▸ **DESCRIPTION OF THE TASK**:
Copy every one of the rows below word for word, omitting the pictures.

▸ **DATA EXTRACT**:
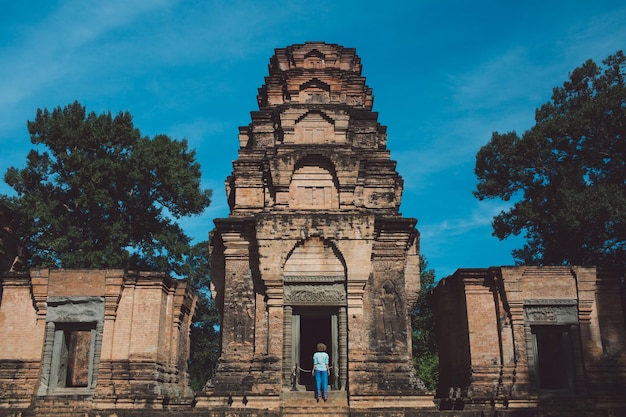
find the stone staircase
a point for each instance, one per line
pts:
(303, 403)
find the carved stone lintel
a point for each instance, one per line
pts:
(334, 294)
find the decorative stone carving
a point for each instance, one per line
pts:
(315, 294)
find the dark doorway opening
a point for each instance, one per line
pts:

▸ **REPLY TO THE EXERCISE**:
find the stone staircase
a point for each instance, one per line
pts:
(303, 403)
find the carved stone lintel
a point for each instance, one per line
pts:
(334, 294)
find the decorative stone carving
a point for each instance, one per line
pts:
(315, 294)
find the dark doorway opening
a point for each instance, one per line
pts:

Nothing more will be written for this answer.